# Exercise description
Continue the forum thread on calling Acrobat's OCR from .NET, starting right after its last line.

Use PaperCapture API in .Net

Report · Jul 08, 2010

Hai to All,

I just want to know how to use PaperCapture API in either VB.Net or C#.Net.. kindly pls help me in this scenario.

Rgds,
Parthasarathy.S

Report · Jul 09, 2010

PaperCapture.api is the old name for the OCR capabilities in Acrobat implemented via a plugin. There is no access to it from VB/C#.

Report · Jul 11, 2010

So there is no way to run OCR programmatically in VB.net or C#.net...?

Report · Jul 12, 2010

ONLY VB/C# - that is correct.

Report · Jul 12, 2010

Just tel me how to do that..Pls help with some samples...

Report · Jul 12, 2010

In the Acrobat SDK there is documentation and samples around the AVCommand set of APIs.

Report · Jul 12, 2010

Just tell me how to add these API's to me .net code..give some samples..

Report · Jul 13, 2010

I don't know how many times I have to repeat this - so let's try this one last time.

You CAN NOT call Acrobat's OCR from .NET code.

You can ONLY call it from C/C++ code, when written as a plugin to Acrobat.

Report · Jul 06, 2011

Hi dear Acrobat-API freaks,

from C# you can call OCR like that: acroAppC.MenuItemExecute("Cpt:CapturePages");

But this only pops up the Dialog. There is no way to automate it further.

I am about to make an Acrobat PlugIn "Bangert-OCR" in C++ (SDK-Samples) which I

call from C#: acroAppC.MenuItemExecute("ADBE:Bangert-OCR");

For the PlugIn that call works.

But I cannot find the C/C++ OCR-API only this one. But there I cannot find any C/C++

OCR functionality.

What I can find is the PaperCapture PlugIn with its different dll-s OCRLibraryInf.dll etc.

below D:\Program Files\Adobe\Acrobat 9.0\Acrobat\plug_ins\PaperCapture

In those dll-s I found the exported functions as there are:

Perhaps the do_ocr function could do the job . Where is the documentation for the use of

those functions in C++ ?

Best regards

Axel Arnold Bangert - Herzogenrath 2011

Report · Jul 06, 2011

The only way to automate OCR in Acrobat is via a plugin (written in

C/C++). That can use the AVCommand APIs to do its work.

Report · Jul 06, 2011

Dear Mr. "Irosenth",

in the C++ PlugIn the OCR-Dialog Call is:
ACCB1 void ACCB2 MyPluginCommand(void *clientData)

# Data excerpts
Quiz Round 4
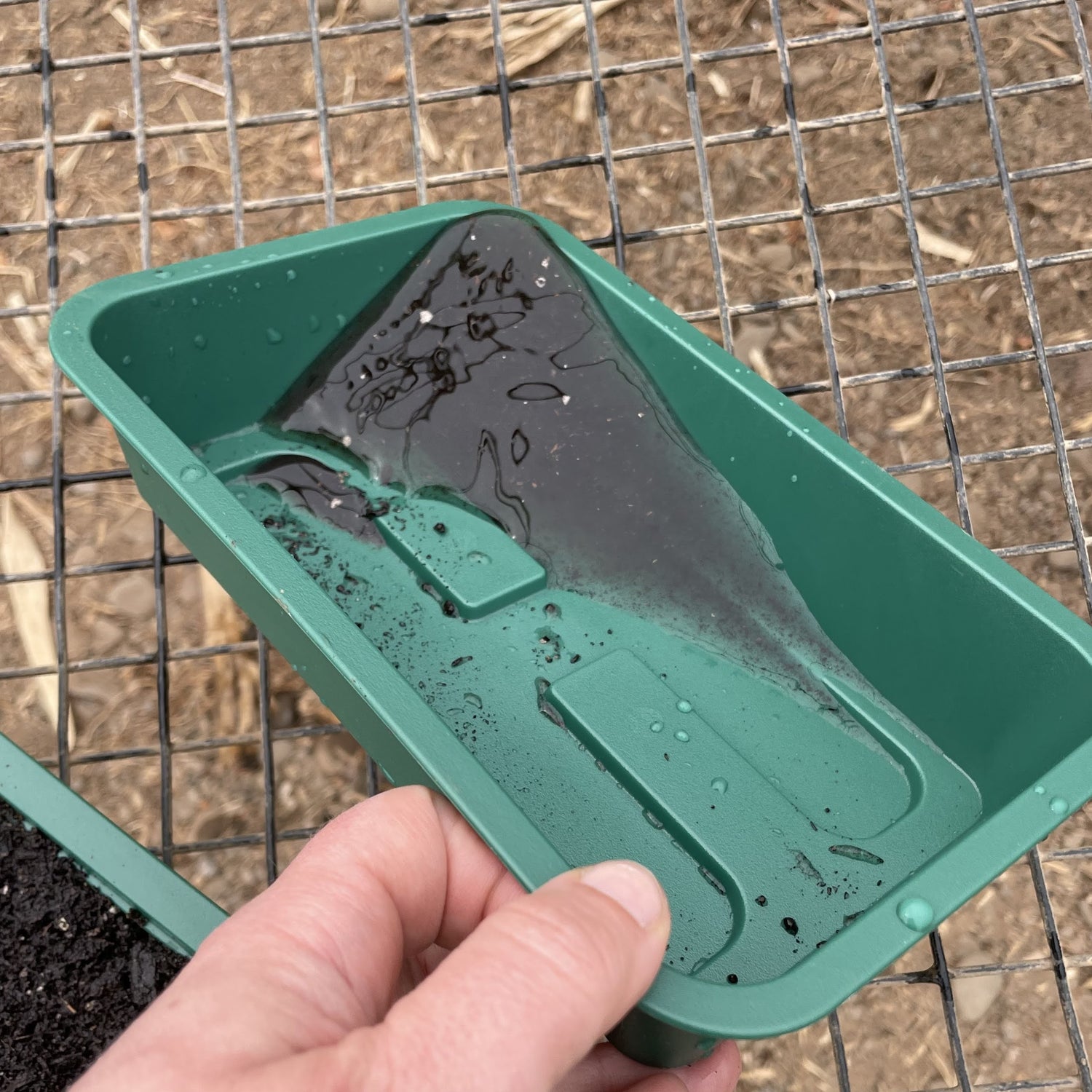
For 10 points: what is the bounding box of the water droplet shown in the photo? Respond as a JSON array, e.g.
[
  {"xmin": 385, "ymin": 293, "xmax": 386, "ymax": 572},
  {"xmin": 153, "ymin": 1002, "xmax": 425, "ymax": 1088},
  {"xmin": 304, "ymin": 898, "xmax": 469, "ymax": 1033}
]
[
  {"xmin": 895, "ymin": 895, "xmax": 935, "ymax": 933},
  {"xmin": 830, "ymin": 845, "xmax": 884, "ymax": 865}
]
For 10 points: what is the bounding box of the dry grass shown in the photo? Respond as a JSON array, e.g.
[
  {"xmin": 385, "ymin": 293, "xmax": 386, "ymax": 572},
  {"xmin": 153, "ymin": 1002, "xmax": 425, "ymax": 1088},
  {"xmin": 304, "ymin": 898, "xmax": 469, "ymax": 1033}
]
[{"xmin": 0, "ymin": 0, "xmax": 1092, "ymax": 1092}]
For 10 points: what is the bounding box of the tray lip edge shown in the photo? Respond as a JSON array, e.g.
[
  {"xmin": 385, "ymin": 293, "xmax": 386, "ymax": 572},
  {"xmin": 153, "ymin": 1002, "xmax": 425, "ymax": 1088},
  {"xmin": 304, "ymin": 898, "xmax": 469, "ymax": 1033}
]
[{"xmin": 44, "ymin": 202, "xmax": 1092, "ymax": 1037}]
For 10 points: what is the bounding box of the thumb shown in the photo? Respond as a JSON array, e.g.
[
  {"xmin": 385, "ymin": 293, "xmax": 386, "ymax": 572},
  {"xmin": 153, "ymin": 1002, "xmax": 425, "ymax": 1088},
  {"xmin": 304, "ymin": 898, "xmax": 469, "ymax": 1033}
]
[{"xmin": 360, "ymin": 860, "xmax": 670, "ymax": 1092}]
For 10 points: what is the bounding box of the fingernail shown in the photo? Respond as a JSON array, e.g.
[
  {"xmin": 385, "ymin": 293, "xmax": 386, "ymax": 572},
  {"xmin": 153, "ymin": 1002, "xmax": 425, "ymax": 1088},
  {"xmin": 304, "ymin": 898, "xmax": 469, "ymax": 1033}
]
[{"xmin": 580, "ymin": 860, "xmax": 664, "ymax": 930}]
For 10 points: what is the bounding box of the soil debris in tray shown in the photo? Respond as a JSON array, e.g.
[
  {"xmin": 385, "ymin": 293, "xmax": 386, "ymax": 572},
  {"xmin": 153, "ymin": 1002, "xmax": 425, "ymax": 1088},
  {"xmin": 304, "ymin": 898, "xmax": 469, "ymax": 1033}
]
[{"xmin": 0, "ymin": 801, "xmax": 186, "ymax": 1092}]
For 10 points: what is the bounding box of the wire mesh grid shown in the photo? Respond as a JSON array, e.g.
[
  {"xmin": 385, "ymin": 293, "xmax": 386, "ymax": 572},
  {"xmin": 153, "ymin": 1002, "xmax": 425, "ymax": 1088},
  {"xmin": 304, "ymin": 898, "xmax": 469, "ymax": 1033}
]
[{"xmin": 0, "ymin": 0, "xmax": 1092, "ymax": 1092}]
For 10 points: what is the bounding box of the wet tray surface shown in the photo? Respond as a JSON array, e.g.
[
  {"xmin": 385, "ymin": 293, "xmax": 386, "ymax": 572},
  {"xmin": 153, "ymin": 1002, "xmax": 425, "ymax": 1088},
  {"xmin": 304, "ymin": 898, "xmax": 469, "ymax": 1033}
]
[{"xmin": 52, "ymin": 205, "xmax": 1092, "ymax": 1061}]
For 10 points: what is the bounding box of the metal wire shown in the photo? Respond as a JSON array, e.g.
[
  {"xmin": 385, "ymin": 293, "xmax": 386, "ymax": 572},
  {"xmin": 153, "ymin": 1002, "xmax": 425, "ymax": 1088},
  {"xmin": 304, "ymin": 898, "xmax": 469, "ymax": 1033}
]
[{"xmin": 0, "ymin": 0, "xmax": 1092, "ymax": 1092}]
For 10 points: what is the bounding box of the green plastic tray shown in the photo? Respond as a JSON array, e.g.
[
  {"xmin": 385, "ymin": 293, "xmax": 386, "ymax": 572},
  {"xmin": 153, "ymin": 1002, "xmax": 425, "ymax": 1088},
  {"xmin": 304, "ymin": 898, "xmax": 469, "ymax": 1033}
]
[
  {"xmin": 50, "ymin": 202, "xmax": 1092, "ymax": 1065},
  {"xmin": 0, "ymin": 734, "xmax": 227, "ymax": 956}
]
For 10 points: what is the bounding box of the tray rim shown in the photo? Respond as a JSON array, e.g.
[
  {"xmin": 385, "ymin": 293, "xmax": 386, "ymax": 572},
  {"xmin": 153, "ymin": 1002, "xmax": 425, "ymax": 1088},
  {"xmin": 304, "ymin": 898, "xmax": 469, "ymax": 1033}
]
[
  {"xmin": 0, "ymin": 733, "xmax": 227, "ymax": 956},
  {"xmin": 50, "ymin": 201, "xmax": 1092, "ymax": 1039}
]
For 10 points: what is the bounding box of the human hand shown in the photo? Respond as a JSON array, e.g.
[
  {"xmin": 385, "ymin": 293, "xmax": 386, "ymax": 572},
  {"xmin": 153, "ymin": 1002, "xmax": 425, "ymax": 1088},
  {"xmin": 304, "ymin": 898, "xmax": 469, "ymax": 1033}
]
[{"xmin": 72, "ymin": 788, "xmax": 740, "ymax": 1092}]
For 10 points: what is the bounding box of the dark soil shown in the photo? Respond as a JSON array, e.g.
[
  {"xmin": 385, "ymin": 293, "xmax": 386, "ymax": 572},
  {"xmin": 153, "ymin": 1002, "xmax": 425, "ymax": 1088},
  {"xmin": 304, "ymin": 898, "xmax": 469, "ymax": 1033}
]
[{"xmin": 0, "ymin": 801, "xmax": 186, "ymax": 1092}]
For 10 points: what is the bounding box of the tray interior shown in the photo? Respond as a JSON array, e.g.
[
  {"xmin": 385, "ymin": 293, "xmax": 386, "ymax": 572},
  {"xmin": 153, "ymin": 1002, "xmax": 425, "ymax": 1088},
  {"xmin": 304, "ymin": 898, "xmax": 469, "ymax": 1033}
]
[{"xmin": 83, "ymin": 206, "xmax": 1089, "ymax": 983}]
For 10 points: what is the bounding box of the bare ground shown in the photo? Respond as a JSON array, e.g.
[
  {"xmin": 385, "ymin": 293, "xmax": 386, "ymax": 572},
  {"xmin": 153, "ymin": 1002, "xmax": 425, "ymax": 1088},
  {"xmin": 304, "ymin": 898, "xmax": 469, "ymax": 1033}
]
[{"xmin": 0, "ymin": 0, "xmax": 1092, "ymax": 1092}]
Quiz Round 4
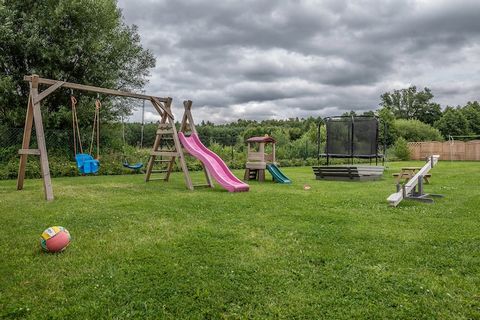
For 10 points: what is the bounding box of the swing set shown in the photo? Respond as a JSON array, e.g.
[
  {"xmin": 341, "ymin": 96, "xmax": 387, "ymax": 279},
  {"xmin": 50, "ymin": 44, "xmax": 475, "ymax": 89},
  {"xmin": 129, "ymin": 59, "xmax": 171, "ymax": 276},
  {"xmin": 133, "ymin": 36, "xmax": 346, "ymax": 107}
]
[{"xmin": 17, "ymin": 75, "xmax": 194, "ymax": 201}]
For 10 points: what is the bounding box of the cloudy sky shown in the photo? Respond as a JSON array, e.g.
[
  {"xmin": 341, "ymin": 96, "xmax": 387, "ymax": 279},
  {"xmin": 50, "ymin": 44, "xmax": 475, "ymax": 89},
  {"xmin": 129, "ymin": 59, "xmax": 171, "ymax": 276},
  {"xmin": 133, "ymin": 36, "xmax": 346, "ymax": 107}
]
[{"xmin": 118, "ymin": 0, "xmax": 480, "ymax": 123}]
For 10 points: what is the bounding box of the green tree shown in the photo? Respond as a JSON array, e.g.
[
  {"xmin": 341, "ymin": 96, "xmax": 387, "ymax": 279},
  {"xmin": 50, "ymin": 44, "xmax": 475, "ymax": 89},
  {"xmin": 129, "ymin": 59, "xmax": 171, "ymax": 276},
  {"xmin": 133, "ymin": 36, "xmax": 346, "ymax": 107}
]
[
  {"xmin": 380, "ymin": 86, "xmax": 442, "ymax": 125},
  {"xmin": 377, "ymin": 108, "xmax": 397, "ymax": 146},
  {"xmin": 393, "ymin": 137, "xmax": 410, "ymax": 161},
  {"xmin": 394, "ymin": 119, "xmax": 443, "ymax": 141},
  {"xmin": 434, "ymin": 107, "xmax": 470, "ymax": 138},
  {"xmin": 0, "ymin": 0, "xmax": 155, "ymax": 126},
  {"xmin": 461, "ymin": 101, "xmax": 480, "ymax": 135}
]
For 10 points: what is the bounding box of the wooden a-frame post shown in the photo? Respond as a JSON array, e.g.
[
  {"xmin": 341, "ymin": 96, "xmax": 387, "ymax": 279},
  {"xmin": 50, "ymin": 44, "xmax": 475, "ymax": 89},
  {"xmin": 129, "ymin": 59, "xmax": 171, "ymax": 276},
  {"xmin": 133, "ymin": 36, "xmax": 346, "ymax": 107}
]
[{"xmin": 17, "ymin": 75, "xmax": 55, "ymax": 201}]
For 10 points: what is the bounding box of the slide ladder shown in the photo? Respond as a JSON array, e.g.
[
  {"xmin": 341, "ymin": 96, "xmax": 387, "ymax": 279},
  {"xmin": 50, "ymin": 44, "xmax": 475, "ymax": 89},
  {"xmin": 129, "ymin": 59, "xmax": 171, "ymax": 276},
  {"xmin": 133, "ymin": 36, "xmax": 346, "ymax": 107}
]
[{"xmin": 267, "ymin": 163, "xmax": 292, "ymax": 183}]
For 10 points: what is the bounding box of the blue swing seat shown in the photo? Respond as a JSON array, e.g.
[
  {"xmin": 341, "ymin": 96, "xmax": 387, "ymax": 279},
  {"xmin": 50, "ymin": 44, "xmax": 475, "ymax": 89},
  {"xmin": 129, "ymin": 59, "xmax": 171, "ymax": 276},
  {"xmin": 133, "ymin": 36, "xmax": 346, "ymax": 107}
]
[
  {"xmin": 75, "ymin": 153, "xmax": 100, "ymax": 174},
  {"xmin": 123, "ymin": 161, "xmax": 143, "ymax": 170}
]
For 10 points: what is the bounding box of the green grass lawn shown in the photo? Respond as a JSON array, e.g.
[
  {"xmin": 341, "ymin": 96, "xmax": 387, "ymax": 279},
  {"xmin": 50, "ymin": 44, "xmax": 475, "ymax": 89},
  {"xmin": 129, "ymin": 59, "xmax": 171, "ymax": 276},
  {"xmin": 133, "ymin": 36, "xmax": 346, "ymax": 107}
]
[{"xmin": 0, "ymin": 161, "xmax": 480, "ymax": 319}]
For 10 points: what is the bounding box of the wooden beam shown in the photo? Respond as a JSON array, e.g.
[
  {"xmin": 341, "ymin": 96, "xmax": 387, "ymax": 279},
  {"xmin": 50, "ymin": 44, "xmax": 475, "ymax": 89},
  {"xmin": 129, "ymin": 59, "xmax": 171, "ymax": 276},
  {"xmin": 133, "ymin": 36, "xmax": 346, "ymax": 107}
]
[
  {"xmin": 150, "ymin": 97, "xmax": 175, "ymax": 119},
  {"xmin": 23, "ymin": 75, "xmax": 168, "ymax": 102},
  {"xmin": 18, "ymin": 149, "xmax": 40, "ymax": 156},
  {"xmin": 33, "ymin": 81, "xmax": 65, "ymax": 104},
  {"xmin": 150, "ymin": 151, "xmax": 179, "ymax": 157}
]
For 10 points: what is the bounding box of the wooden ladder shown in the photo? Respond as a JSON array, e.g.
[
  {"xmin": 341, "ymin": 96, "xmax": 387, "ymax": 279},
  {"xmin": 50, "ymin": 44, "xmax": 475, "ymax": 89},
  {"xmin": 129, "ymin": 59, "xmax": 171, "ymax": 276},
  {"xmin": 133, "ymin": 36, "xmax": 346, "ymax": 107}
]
[{"xmin": 145, "ymin": 98, "xmax": 193, "ymax": 190}]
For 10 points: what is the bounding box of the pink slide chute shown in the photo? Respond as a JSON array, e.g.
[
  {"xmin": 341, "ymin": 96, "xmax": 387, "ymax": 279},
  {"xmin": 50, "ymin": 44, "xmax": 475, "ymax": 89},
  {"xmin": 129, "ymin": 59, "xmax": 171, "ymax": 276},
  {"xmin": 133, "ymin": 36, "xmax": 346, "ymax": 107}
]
[{"xmin": 178, "ymin": 132, "xmax": 249, "ymax": 192}]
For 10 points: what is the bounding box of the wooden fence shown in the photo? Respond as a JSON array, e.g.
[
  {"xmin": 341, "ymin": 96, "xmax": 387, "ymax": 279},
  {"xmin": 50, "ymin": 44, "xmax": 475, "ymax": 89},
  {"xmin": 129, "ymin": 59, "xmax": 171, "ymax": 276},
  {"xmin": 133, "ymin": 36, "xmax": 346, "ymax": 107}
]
[{"xmin": 408, "ymin": 140, "xmax": 480, "ymax": 161}]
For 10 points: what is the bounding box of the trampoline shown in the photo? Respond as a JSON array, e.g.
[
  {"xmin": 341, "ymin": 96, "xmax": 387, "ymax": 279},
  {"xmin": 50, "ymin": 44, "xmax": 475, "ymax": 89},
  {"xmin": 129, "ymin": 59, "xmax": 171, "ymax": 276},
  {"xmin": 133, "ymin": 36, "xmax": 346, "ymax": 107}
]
[{"xmin": 317, "ymin": 116, "xmax": 384, "ymax": 165}]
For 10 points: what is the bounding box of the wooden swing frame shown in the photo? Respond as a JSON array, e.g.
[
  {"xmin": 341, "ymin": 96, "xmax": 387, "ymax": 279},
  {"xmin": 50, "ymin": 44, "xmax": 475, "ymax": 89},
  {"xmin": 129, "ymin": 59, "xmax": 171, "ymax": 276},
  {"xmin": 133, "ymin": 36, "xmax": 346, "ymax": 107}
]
[{"xmin": 17, "ymin": 74, "xmax": 193, "ymax": 201}]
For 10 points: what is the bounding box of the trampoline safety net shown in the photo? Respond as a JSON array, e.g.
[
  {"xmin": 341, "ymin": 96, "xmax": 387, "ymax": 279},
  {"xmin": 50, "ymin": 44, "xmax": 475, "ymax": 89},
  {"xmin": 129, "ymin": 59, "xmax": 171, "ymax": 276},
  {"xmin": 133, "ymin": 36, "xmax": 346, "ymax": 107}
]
[{"xmin": 325, "ymin": 116, "xmax": 381, "ymax": 162}]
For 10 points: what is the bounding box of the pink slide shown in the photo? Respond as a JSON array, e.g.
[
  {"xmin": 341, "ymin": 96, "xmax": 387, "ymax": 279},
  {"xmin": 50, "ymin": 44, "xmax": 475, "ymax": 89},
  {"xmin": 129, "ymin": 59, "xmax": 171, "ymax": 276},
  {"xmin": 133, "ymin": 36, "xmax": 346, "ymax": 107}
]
[{"xmin": 178, "ymin": 132, "xmax": 249, "ymax": 192}]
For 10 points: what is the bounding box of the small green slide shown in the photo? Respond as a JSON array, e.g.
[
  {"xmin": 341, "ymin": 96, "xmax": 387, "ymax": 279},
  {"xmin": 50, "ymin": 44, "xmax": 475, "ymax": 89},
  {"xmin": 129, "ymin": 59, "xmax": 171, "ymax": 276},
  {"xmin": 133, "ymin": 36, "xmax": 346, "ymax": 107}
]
[{"xmin": 267, "ymin": 164, "xmax": 292, "ymax": 183}]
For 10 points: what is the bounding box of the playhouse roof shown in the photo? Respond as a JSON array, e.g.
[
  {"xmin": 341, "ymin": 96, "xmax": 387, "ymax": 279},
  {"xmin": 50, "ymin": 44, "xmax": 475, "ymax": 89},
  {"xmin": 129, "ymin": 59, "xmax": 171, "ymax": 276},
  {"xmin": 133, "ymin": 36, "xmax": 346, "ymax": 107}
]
[{"xmin": 247, "ymin": 136, "xmax": 275, "ymax": 143}]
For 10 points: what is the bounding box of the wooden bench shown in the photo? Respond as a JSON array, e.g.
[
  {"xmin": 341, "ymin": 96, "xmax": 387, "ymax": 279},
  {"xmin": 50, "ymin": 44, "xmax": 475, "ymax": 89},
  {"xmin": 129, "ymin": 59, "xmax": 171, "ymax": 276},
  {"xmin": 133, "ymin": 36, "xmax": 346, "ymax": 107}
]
[{"xmin": 312, "ymin": 166, "xmax": 383, "ymax": 181}]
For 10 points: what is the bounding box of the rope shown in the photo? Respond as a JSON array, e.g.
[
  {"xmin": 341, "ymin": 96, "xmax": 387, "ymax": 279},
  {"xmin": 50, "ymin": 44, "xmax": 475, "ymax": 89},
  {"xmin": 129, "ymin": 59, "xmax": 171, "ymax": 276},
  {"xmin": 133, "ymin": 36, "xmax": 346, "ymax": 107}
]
[
  {"xmin": 89, "ymin": 99, "xmax": 102, "ymax": 160},
  {"xmin": 70, "ymin": 95, "xmax": 83, "ymax": 155}
]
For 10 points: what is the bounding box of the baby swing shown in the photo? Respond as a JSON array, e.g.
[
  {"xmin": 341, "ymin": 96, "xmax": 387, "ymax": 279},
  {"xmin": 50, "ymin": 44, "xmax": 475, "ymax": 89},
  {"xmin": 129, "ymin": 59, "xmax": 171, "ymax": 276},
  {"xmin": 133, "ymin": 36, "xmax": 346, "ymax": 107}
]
[{"xmin": 70, "ymin": 94, "xmax": 102, "ymax": 174}]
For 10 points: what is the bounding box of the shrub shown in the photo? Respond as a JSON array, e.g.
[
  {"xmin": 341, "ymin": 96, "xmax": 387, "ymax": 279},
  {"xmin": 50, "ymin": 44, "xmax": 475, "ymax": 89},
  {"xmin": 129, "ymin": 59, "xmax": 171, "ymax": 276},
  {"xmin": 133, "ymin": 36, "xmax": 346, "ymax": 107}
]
[{"xmin": 394, "ymin": 119, "xmax": 443, "ymax": 141}]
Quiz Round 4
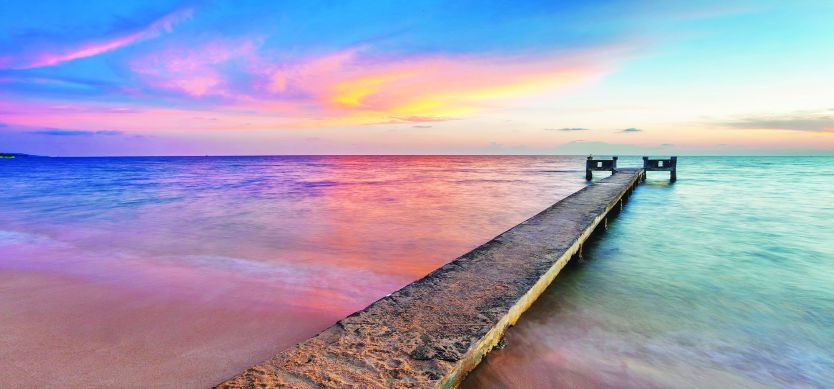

# Right answer
{
    AVCommand volatile cmd = NULL;
    ASAtom cmdName;
    cmdName=ASAtomFromString("Cpt:CapturePages");
    cmd=AVCommandNew(cmdName);
    AVCommandStatus status = AVCommandExecute (cmd);
}

in C# Windows Forms Application the same OCR Dialog Call is:

acroAppC.MenuItemExecute("Cpt:CapturePages");

That works in both cases. But there is - in both cases - no

documented way to automate it further.

But if we use in C++ the undocumented Acrobat PaperCapture

function do_ocr, which resides in the drs832.dll and which

you can see in my picture2 in the above statement, we can

do the job and automate the ocr completely. What we need

are the parameters of this do_ocr function.

Best regards

Axel Arnold Bangert - Herzogenrath 2011

Report · Jul 07, 2011

Please review SDK documentation for the AVCommand APIs and how to use them

to automate OCR.

Bringing up the dialog is NOT the correct way.

If a function is undocumented, that means it's UNSUPPORTED as well...

Report · Jul 07, 2011

Dear Mr. Ironsenth,

you want to indicate me, that there is a way to pass the necessary

parameters for cmdName=ASAtomFromString("Cpt:CapturePages");

by passing the parameters like shown in the SDK help?

An only general example for the ConfigureCommandParameters is

shown here.

But here is written:

"...An AVCommand object's parameter set is specific to each command..."

And I cant find anywhere the specific parameter set properties for the

command Cpt:CapturePages.

There are tree categories of parameters:

1 input : required

2.configuration : optional

3. AVCommand : optional

Naturally I would have to pass these parameters listed below, but where

can I find the exact properties of the input parameters, which are required

and the exact configuration parameters properties ( data type? pointer?

etc.)?

input para -> pages : actual page

config para -> ocr language : german

config para -> pdf outputstyle : searchable image

config para -> image calculate new : 150m dpi

This should be documented in the "Acrobat and PDF Library

API Overview" like this is done by Adobe for many commands

-for example -> GeneralInfo
kDocInfoCmdKeyTitle : ASText
kDocInfoCmdKeySubject : ASText
kDocInfoCmdKeyAuthor : ASText
kDocInfoCmdKeyKeywords : ASText
kDocInfoCmdKeyBinding : ASText
kDocCmdKeyLeaveAsIs : ASCab

But there is not any entry for CapturePages . Why is it left out?

Best regards

Axel Arnold Bangert - Herzogenrath 2011

P.S.:

This code (for the "GeneralInfo" command) is working without any error,

but it does not indicate the programmatically changed docTitleValue nor

the docSubjectValue. It pops up with the unchanged original values:

#ifndef MAC_PLATFORM

#include "PIHeaders.h"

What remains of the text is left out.